▶ Your instructions: In the article on rabbitry tools below, condense the paragraph beginning "I think Vanodine is better" into a bulleted list that retains its main facts.

▶ Page excerpt:

----

Useful Tools for the Rabbitry

By Laurie Stroupe

Okay, so we’re not exactly a trade. But, just the same, there are tools that can help us reach our goals in raising rabbits. I’m not sure I can write an exhaustive list, but here are some tools that I think are very important:

1. Standard of Perfection (SOP)

 The SOP is not just for registrars and judges. Sure, the bulk of it is standards for rabbits and cavies you do not raise, but that one up-to-date standard for your breed is worth the price of the book. However, there’s much more in the SOP than just the breed standards. There’s a rabbit glossary, information on admitting new varieties and new breeds to the standard, a list of general disqualifications (if you just read your breed standard, you are only getting half of the story), diagrams of certain faults, photos of teeth problems and eye colors and much more. Some vendors sell the SOP, and you can also purchase it directly from ARBA.

2. Tattoo equipment

I hate tattooing. Absolutely hate it. I’ve tried the clamp, manual pen, and battery pen. I currently have an EZ-Tat. But when I can scrape a few dollars together, I’m going to buy a new battery operated pen. It’s sleeker and easier to handle than the EZ-Tat. A friend of mine has one and loves it. You can get more information at the LOV’s website where it says Cordless Tattoo.

3. Vanodine 

I think Vanodine is better than plain iodine, bleach, or anything else I’ve heard about or tried for general disinfecting. It’s better than plain iodine because it has a surfactant in it, making it useful for cleaning and not just flash disinfecting. It’s not approved for wound care, but I use it on my boo-boos and the rabbits’. It’s safer than bleach for disinfecting around the bunnies. It might seem expensive, but once properly diluted it’s not bad at all. I use it all of the time and go through about one $20 bottle per year. I keep a quart spray bottle, properly diluted, on my work table at all times. I also travel with a smaller version.

4. Grooming Supplies 

Nail scissors, slicker brush, flea comb, and peroxide: those four things can do just about everything you need to do to a rabbit. I just use the cheap cat nail scissors from Wal-Mart, though I’m always looking for a better pair. The metal slicker brush is my number one grooming tool, but I use the flea comb for long, tangled undercoats and for getting dried matter out of the fur. Peroxide is great for food stains. 

5. Anti-Static Spray 

Sure, it’s a grooming aid, too, but it deserves its own mention. I was a little wary about using it in the beginning – I’m such a rule follower and I was afraid it was a foreign substance. But when I was at the Judge’s Academy, I asked Glen Carr about it and was told it was okay to use. It really doesn’t do anything that water won’t; it’s just that it lasts longer. It’s especially helpful on longish fur and during the dry winter months. I purchased mine from Pandora Allen of Fox Allen Farms. It’s called Winner’s Edge. 

6. Software 

I cannot for one minute imagine running my rabbitry without software. Sure, you can write out pedigrees by hand. I know folks with large rabbitries who do that. But that’s not for me. I’m glad that I got my software early on so that I didn’t have a great deal of information to enter in the beginning. Currently, I have records for 1339 rabbits! Now it’s so easy just to click on the parents, enter the name, sex, birthday, and ear number, and I’m well on my way to having a complete record for rabbits born in my rabbitry. Once the rabbit is registered, I add the weight and registration number with the date registered. Hopefully later, I add a grand champion number and keep up with a growing leg count (as if that were automatic!). I also keep track of my breeding, which rabbits are in my herd, waiting to be evaluated for admission to my herd, or for sale (either as pets or pedigreed rabbits). I use Breeder’s Assistant, and I love it.

----

▶ Data lines:
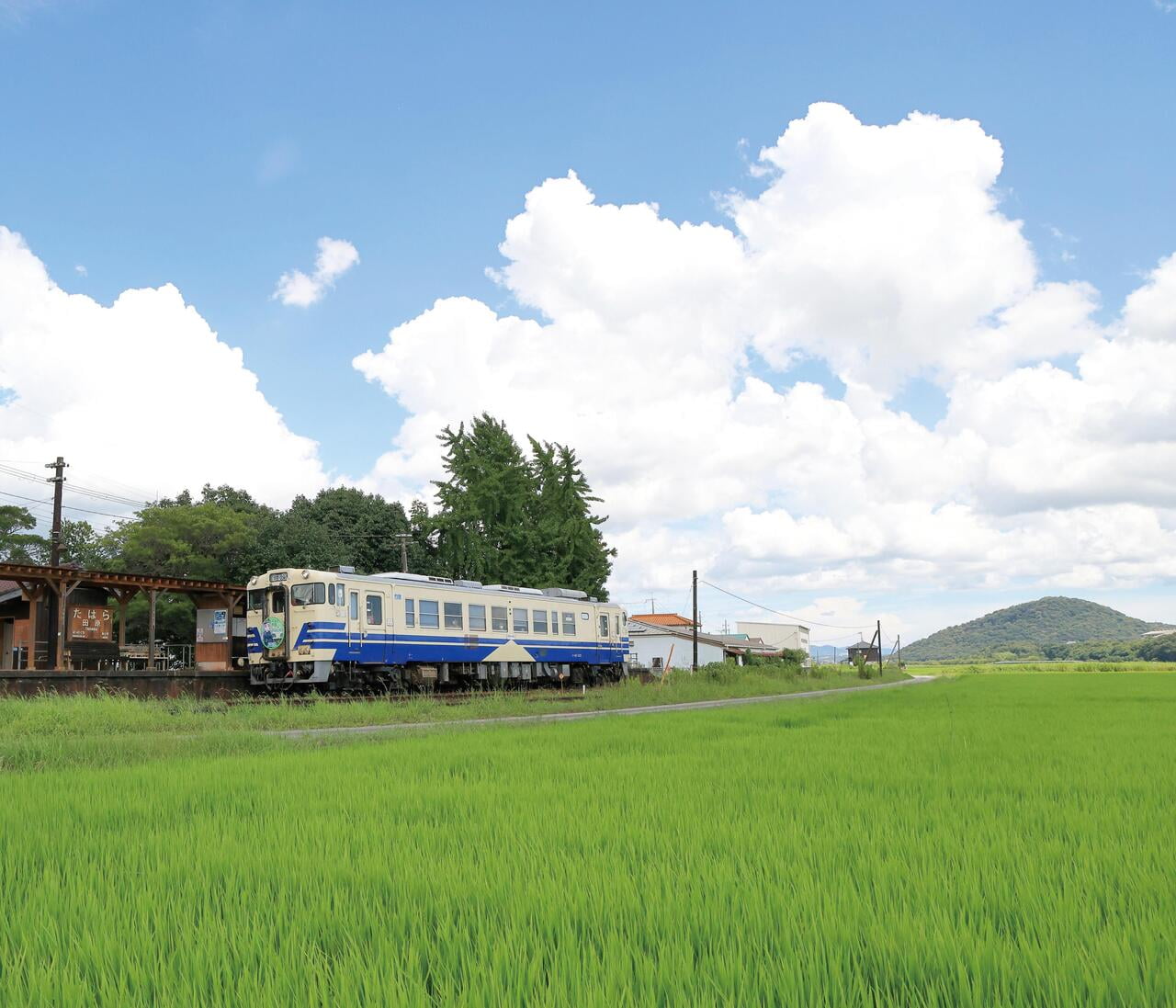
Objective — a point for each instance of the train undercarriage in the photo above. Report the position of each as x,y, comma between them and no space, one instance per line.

----

▶ Answer to the problem:
- Vanodine is better for general disinfecting than plain iodine, bleach, or anything else the writer has tried or heard about.
- Unlike plain iodine, it contains a surfactant, so it cleans as well as flash disinfects.
- It is not approved for wound care, but the writer uses it on both personal and rabbits' minor injuries.
- It is safer than bleach for disinfecting around rabbits.
- Although it may seem expensive, it is affordable once properly diluted. The writer uses it constantly and goes through about one $20 bottle per year.
- The writer keeps a properly diluted quart spray bottle on the work table at all times and travels with a smaller one.